▶

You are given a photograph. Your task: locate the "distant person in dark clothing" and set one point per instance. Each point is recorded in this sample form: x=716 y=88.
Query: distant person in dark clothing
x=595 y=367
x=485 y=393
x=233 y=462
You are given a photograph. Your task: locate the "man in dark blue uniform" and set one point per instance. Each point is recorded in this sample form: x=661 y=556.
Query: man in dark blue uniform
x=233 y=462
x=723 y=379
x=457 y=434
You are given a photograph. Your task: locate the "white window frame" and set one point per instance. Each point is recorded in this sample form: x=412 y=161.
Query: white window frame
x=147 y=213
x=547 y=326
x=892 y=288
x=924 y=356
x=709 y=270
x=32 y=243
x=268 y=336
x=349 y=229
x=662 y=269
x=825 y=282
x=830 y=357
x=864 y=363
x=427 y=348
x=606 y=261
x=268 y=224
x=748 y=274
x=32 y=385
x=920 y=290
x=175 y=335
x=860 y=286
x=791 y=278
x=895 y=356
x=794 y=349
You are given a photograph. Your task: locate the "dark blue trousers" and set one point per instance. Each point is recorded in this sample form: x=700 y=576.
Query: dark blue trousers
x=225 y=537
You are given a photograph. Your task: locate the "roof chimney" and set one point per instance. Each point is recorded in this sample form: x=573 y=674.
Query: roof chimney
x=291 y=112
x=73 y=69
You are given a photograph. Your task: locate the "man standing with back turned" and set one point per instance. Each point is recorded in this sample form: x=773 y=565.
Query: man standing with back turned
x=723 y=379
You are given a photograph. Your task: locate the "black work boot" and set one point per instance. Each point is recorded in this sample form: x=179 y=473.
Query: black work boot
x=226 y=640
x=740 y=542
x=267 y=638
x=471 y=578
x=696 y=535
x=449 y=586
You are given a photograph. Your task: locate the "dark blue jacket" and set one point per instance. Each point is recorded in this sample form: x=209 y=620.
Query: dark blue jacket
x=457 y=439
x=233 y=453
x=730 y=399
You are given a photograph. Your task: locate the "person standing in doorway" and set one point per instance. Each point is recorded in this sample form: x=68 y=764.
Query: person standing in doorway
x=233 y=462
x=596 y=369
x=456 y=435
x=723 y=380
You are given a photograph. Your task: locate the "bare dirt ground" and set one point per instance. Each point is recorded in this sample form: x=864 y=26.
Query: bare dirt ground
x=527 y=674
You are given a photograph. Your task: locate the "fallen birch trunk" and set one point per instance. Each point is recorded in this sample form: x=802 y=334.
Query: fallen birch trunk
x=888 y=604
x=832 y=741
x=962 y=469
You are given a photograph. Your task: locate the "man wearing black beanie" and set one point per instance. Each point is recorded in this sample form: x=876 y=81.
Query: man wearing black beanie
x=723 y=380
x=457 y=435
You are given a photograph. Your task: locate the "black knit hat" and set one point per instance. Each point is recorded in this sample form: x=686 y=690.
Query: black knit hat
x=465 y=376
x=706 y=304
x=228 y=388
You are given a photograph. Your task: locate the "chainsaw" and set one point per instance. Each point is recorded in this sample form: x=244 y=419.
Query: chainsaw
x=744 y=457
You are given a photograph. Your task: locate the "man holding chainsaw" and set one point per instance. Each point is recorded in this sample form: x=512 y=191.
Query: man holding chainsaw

◀

◆ **ABOUT THIS EXERCISE**
The word "holding" appears in how many lines of the data? Answer with only the number.

◆ **SOLUTION TO THE EXERCISE**
2